**LISTE DES TÂCHES**
A: Dans le texte ci-dessous sur l'islam et la nation, récrivez en plus court le paragraphe qui commence par « Par le discours politique » en gardant ses idées principales.
B: Restituez à l'identique tout le passage du texte sur l'islam et la nation qui va de « Ces meurtres arrivent » jusqu'à « l’islamisation est combattue. ».

──────── EXTRAIT DU DOCUMENT

Cessons d’abord de nous référer aux musulmans de France. La nationalité passe avant la religion dans un Etat laïque comme le nôtre. Le débat passé sur l’identité nationale a montré qu’une partie des Français n’avaient pas compris son rôle dans la construction d’une nation même au XXIe siècle.

Par le discours politique, faire du « musulman » une catégorie à part dans la nation conduira comme en Bosnie  à en faire une nationalité avec tout ce que cela implique d’autant que la majorité des musulmans vivant en France ne seraient pas de nationalité française si je me réfère au croisement de sondages. La religion ne doit pas être une identité. L’interdiction de statistiques dans ce domaine conduit aussi à une réflexion biaisée, à des décisions inappropriées et à des amalgames qui stigmatisent potentiellement  les Français de confession musulmane.

Quant au Coran, livre d’amour selon une partie de ses défenseurs, je constate que les atrocités les plus fortes ont lieu notamment dans des pays arabo-musulmans. En revanche, l’Islam est tempéré dans nos démocraties par notre civilisation et par nos valeurs. Aussi, la réaction des Français devant les massacres de Charlie Hebdo et de Vincennes a conduit à une condamnation forte, exemplaire et sans équivoque à l’atteinte à nos libertés et au vivre-ensemble. Seule la force de notre démocratie pourra contraindre à s’intégrer dans la Nation ceux qui auraient la tentation de s’ériger en communauté partisane et sectaire.

Ces meurtres arrivent au moment où Charlie hebdo caricaturait Michel Houellebecq, comble de l’ironie, pour son roman juste sorti sur une France au gouvernement islamique en 2022, après qu’Éric Zemmour ait dénoncé l’affaiblissement de la France et la montée de l’Islam, au moment où en Europe, surtout en Allemagne, l’islamisation est combattue.

────────────────
──────── DONNÉES EXTRAITES

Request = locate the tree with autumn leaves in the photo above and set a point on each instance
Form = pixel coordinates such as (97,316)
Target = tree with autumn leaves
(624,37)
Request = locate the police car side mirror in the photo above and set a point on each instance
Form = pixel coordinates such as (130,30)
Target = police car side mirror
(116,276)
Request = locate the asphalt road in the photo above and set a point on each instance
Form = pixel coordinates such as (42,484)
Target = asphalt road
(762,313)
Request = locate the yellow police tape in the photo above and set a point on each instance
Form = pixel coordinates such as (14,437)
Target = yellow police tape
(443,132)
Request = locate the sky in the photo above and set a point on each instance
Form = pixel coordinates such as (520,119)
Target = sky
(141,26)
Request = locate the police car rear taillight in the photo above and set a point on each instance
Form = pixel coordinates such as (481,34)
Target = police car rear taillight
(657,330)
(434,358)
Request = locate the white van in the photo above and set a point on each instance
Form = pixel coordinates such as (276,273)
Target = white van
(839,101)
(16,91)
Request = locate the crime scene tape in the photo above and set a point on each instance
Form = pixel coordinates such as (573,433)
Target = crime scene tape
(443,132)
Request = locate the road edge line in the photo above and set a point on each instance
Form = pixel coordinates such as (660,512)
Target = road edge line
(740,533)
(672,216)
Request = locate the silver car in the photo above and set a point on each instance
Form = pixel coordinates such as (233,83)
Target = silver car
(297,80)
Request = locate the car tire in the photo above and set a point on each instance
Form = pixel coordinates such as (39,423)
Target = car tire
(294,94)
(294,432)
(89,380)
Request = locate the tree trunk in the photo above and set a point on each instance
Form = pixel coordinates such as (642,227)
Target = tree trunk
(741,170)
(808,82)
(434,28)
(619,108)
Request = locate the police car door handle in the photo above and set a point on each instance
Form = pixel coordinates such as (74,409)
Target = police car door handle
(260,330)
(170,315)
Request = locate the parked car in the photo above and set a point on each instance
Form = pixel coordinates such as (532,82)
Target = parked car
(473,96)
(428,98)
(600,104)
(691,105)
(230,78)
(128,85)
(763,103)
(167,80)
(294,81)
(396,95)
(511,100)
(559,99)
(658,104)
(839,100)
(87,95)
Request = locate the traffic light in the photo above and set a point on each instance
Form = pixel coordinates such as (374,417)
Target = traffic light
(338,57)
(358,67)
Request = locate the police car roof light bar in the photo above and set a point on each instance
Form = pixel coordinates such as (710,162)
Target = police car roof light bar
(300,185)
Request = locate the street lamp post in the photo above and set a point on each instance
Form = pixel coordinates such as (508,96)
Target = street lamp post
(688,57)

────────────────

**ENSEMBLE DES RÉPONSES**
A: Faire des « musulmans » une catégorie à part dans la nation par le discours politique risquerait, comme en Bosnie, d'en faire une nationalité. C'est d'autant plus vrai que, d'après un croisement de sondages, la plupart des musulmans vivant en France ne seraient pas français. La religion ne doit pas être une identité. L'interdiction des statistiques dans ce domaine mène à une réflexion faussée, à des décisions mal adaptées et à des amalgames qui peuvent stigmatiser les Français de confession musulmane.

B:
Ces meurtres arrivent au moment où Charlie hebdo caricaturait Michel Houellebecq, comble de l’ironie, pour son roman juste sorti sur une France au gouvernement islamique en 2022, après qu’Éric Zemmour ait dénoncé l’affaiblissement de la France et la montée de l’Islam, au moment où en Europe, surtout en Allemagne, l’islamisation est combattue.